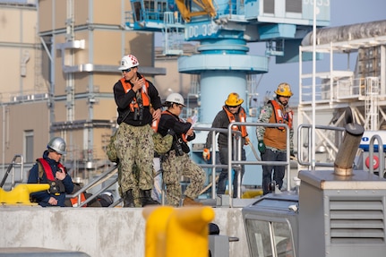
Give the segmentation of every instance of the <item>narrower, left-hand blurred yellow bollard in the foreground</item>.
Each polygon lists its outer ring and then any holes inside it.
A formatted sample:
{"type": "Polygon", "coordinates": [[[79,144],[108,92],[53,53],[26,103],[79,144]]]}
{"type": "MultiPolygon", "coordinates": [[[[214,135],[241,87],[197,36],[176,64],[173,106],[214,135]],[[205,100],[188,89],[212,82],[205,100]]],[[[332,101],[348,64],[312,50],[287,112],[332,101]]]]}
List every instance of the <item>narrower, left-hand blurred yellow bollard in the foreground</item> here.
{"type": "Polygon", "coordinates": [[[145,257],[165,257],[167,220],[173,207],[146,207],[142,215],[147,219],[145,228],[145,257]]]}

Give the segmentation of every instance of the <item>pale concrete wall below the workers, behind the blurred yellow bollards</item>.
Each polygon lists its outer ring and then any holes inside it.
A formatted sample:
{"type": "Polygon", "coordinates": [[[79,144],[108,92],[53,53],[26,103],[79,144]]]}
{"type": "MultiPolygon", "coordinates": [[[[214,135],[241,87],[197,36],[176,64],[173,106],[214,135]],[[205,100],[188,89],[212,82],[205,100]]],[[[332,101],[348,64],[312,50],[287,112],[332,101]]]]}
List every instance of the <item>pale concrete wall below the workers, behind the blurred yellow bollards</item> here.
{"type": "MultiPolygon", "coordinates": [[[[144,256],[142,208],[0,207],[0,248],[42,247],[92,257],[144,256]]],[[[220,235],[236,236],[229,256],[249,256],[239,208],[214,208],[220,235]]],[[[1,251],[1,249],[0,249],[1,251]]]]}

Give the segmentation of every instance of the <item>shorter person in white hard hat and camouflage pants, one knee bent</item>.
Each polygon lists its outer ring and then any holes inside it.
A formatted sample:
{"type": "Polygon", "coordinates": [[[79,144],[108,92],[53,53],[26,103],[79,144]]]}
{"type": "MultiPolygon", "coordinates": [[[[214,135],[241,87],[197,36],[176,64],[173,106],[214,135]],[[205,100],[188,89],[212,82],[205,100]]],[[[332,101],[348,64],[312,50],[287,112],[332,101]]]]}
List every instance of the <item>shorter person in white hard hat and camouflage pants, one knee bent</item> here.
{"type": "Polygon", "coordinates": [[[167,96],[164,106],[167,110],[162,112],[158,132],[163,136],[168,133],[173,135],[172,148],[162,158],[163,179],[167,186],[167,204],[174,207],[180,206],[182,197],[180,179],[181,176],[186,176],[190,178],[190,184],[184,191],[183,206],[202,205],[194,199],[202,191],[205,172],[189,157],[190,149],[186,143],[195,138],[193,121],[188,118],[184,122],[179,118],[184,107],[184,98],[180,94],[172,93],[167,96]]]}

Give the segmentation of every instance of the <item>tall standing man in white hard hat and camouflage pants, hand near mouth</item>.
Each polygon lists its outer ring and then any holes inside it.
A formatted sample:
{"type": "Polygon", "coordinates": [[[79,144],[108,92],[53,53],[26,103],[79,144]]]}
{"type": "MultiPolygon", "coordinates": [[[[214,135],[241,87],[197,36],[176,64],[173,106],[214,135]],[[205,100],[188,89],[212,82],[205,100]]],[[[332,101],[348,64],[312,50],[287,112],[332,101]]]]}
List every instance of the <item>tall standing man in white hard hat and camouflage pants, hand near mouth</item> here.
{"type": "Polygon", "coordinates": [[[124,56],[119,70],[123,77],[114,85],[114,98],[118,111],[116,157],[119,158],[119,186],[124,207],[134,207],[133,189],[139,188],[142,206],[158,204],[151,199],[153,187],[154,144],[150,124],[161,114],[161,100],[156,87],[138,73],[135,56],[124,56]],[[150,106],[154,112],[150,113],[150,106]],[[138,167],[134,176],[133,165],[138,167]]]}

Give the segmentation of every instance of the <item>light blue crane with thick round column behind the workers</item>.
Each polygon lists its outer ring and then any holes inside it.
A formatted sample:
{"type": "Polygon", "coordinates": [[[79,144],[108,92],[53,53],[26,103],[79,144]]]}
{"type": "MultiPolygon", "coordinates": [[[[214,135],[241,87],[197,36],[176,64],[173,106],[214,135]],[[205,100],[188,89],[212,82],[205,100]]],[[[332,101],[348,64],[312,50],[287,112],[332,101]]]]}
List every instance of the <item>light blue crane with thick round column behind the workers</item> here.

_WORK REQUIRED_
What is needed here is an exact transcript of the data above, pictures excluded.

_EXERCISE RESULT_
Give the segmentation of every instance of the <item>narrower, left-hand blurred yellow bollard in the foreground</item>.
Each polygon lists its outer ring and then any holes inside it.
A formatted sample:
{"type": "Polygon", "coordinates": [[[79,144],[108,92],[53,53],[26,103],[79,144]]]}
{"type": "MultiPolygon", "coordinates": [[[[214,135],[241,87],[197,36],[176,64],[173,106],[214,135]],[[205,100],[188,89],[212,82],[205,100]]],[[[332,101],[348,64],[312,50],[287,112],[332,101]]]]}
List every instance of the <item>narrower, left-hand blurred yellow bollard in the foreground</item> here.
{"type": "Polygon", "coordinates": [[[145,257],[165,257],[167,220],[173,207],[146,207],[142,215],[147,219],[145,228],[145,257]]]}

Give the segmentation of every instance of the <item>pale concrete wall below the workers, behind the blurred yellow bollards</item>.
Each polygon lists its outer ring and then any holes inside it.
A formatted sample:
{"type": "Polygon", "coordinates": [[[79,144],[108,92],[53,53],[26,103],[79,144]]]}
{"type": "MultiPolygon", "coordinates": [[[[214,135],[241,87],[197,36],[176,64],[173,106],[214,135]],[[205,100],[188,89],[212,82],[205,100]]],[[[332,101],[348,64],[312,50],[287,112],[332,101]]]]}
List every instance of the <item>pale concrete wall below the workers, behind the blurred yellow bollards</item> here.
{"type": "MultiPolygon", "coordinates": [[[[144,256],[142,208],[0,207],[0,248],[42,247],[92,257],[144,256]]],[[[220,235],[236,236],[229,256],[249,256],[239,208],[214,208],[220,235]]],[[[1,251],[1,249],[0,249],[1,251]]]]}

Give the segmentation of every instance of the <item>shorter person in white hard hat and camouflage pants, one knee bent</item>.
Each polygon lists its outer ring and then any holes inside it.
A formatted sample:
{"type": "Polygon", "coordinates": [[[79,144],[108,92],[53,53],[26,103],[79,144]]]}
{"type": "MultiPolygon", "coordinates": [[[[214,135],[241,87],[197,36],[176,64],[173,106],[214,135]],[[205,100],[188,89],[212,82],[205,100]]],[[[332,101],[348,64],[312,50],[287,112],[332,101]]]]}
List every instance of the <item>shorter person in white hard hat and camouflage pants, one knee bent</item> here.
{"type": "Polygon", "coordinates": [[[167,96],[164,106],[167,110],[162,112],[158,132],[163,136],[168,133],[173,135],[172,148],[162,158],[163,179],[167,186],[167,204],[174,207],[180,206],[182,197],[180,179],[181,176],[186,176],[190,178],[190,184],[184,191],[183,206],[202,205],[194,199],[202,191],[205,172],[189,157],[190,149],[186,143],[195,138],[193,121],[188,118],[184,122],[179,118],[184,107],[184,98],[180,94],[172,93],[167,96]]]}

Give the segmentation of every instance of the <item>tall standing man in white hard hat and camouflage pants, hand near mouth</item>.
Each polygon lists its outer ring and then any holes inside it.
A formatted sample:
{"type": "Polygon", "coordinates": [[[79,144],[108,92],[53,53],[26,103],[79,144]]]}
{"type": "MultiPolygon", "coordinates": [[[[214,135],[241,87],[197,36],[176,64],[173,106],[214,135]],[[205,100],[188,89],[212,82],[205,100]]],[[[332,101],[348,64],[312,50],[287,112],[332,101]]]]}
List every instance of the <item>tall standing man in white hard hat and camouflage pants, hand near mouth</item> here.
{"type": "Polygon", "coordinates": [[[124,56],[119,70],[123,77],[114,85],[114,98],[118,111],[116,157],[119,158],[119,186],[124,207],[134,207],[133,189],[139,188],[142,206],[158,204],[151,199],[153,187],[154,144],[150,124],[161,114],[161,100],[156,87],[138,73],[135,56],[124,56]],[[150,106],[154,112],[150,113],[150,106]],[[138,167],[134,176],[133,165],[138,167]]]}

Give the segmentation of every instance of the <item>light blue crane with thick round column behind the workers</item>.
Each polygon lists its outer ring and then any holes inside it.
A formatted sample:
{"type": "Polygon", "coordinates": [[[79,144],[108,92],[53,53],[26,103],[79,144]]]}
{"type": "MultiPolygon", "coordinates": [[[[214,135],[241,87],[197,36],[176,64],[173,106],[214,135]],[[205,100],[188,89],[212,82],[205,100]]],[[[332,101],[348,64],[312,50],[287,112],[332,101]]]]}
List every instance of the <item>light blue crane with thick round column behind the workers</item> here.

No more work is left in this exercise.